• Zu erledigen:
**1)** Nennen Sie bitte alle Bezeichnungen, unter denen sich Maurizio Cattelan laut dem Lesetext einen Namen gemacht hat.
**2)** Führen Sie den Lesetext über Maurizio Cattelan im Anschluss an seinen letzten Satz weiter.

• Lesetext:
***
Die Fondation Beyeler kündigt pünktlich zur Art Basel eine Ausstellung mit Werken des grossen Provokateurs Maurizio Cattelan an. Zu sehen sind jetzt aber lediglich fünf Pferde, die mit dem Kopf durch die Wand wollen.
Wer sich als Ausstellungsmacher auf Maurizio Cattelan einlässt, weiss nie so richtig, was ihm letztlich blüht. Der 1960 in Padua geborene Künstler hat sich einen Namen gemacht als Regelbrecher, Provokateur, aber auch Spieler mit Wahrnehmungen, intelligenter Kunstclown und Generator mit überraschenden und oftmals auch verwirrenden Ideen.
***
• Material:
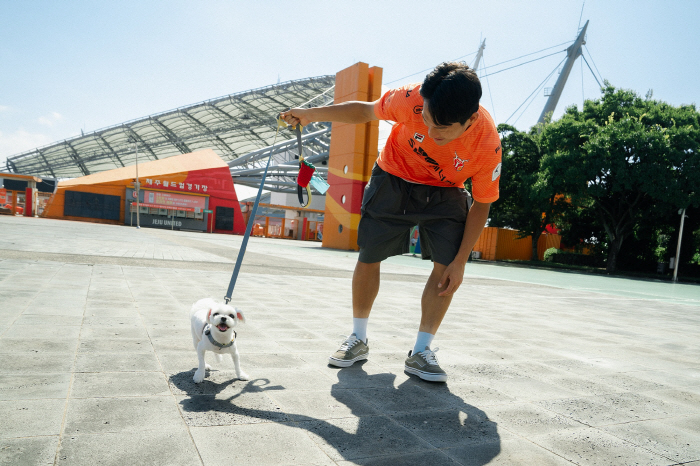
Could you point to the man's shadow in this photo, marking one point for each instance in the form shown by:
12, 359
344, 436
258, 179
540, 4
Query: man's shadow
431, 412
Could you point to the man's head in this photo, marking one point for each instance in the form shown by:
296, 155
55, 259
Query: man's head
451, 94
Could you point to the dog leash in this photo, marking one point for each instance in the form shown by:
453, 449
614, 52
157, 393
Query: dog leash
241, 252
306, 171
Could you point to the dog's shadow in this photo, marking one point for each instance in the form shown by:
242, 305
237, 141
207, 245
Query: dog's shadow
448, 422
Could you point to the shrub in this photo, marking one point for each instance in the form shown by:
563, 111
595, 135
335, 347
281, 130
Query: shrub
549, 254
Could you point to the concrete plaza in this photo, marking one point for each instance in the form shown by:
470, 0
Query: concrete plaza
545, 367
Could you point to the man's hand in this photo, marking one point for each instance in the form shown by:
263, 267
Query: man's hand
451, 278
295, 116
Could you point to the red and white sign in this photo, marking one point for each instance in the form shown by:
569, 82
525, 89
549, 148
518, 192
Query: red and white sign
173, 200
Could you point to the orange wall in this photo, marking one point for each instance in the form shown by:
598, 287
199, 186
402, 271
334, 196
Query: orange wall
352, 154
54, 208
502, 244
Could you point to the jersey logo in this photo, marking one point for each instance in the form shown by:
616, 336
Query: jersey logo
496, 172
459, 163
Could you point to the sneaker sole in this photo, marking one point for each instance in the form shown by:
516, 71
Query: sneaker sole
429, 376
345, 362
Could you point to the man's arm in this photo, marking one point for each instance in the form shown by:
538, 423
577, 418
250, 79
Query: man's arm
454, 274
347, 112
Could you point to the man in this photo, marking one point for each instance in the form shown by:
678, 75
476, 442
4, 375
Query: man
441, 138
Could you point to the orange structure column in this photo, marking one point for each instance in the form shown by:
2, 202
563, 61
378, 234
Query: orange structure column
352, 154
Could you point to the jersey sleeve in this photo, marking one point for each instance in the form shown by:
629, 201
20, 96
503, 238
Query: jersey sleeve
396, 104
485, 182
***
• Lösungen im Einzelnen:
**1)**
- Regelbrecher
- Provokateur
- Spieler mit Wahrnehmungen
- intelligenter Kunstclown
- Generator mit überraschenden und oftmals auch verwirrenden Ideen

**2)**
So provozierte er 1993, als er seine Ausstellungsfläche an der Biennale in Venedig an eine PR-Firma vermietete, die dort für ein kommerzielles Produkt warb. Im Jahr 2000 überraschte er das Publikum im Zürcher Migros Museum für Gegenwartskunst mit leergeräumten Hallen. Als wahrnehmbares Kunstwerk war lediglich eine kleine Wachsfigur im Beuys’schen Filzanzug und mit Cattelans Gesichtszügen zu entdecken, die hilflos an der Garderobe hing. Und ein anderes Mal liess er die Türe einer Galerie, in der eine Cattelan-Ausstellung angekündigt war, gar zumauern.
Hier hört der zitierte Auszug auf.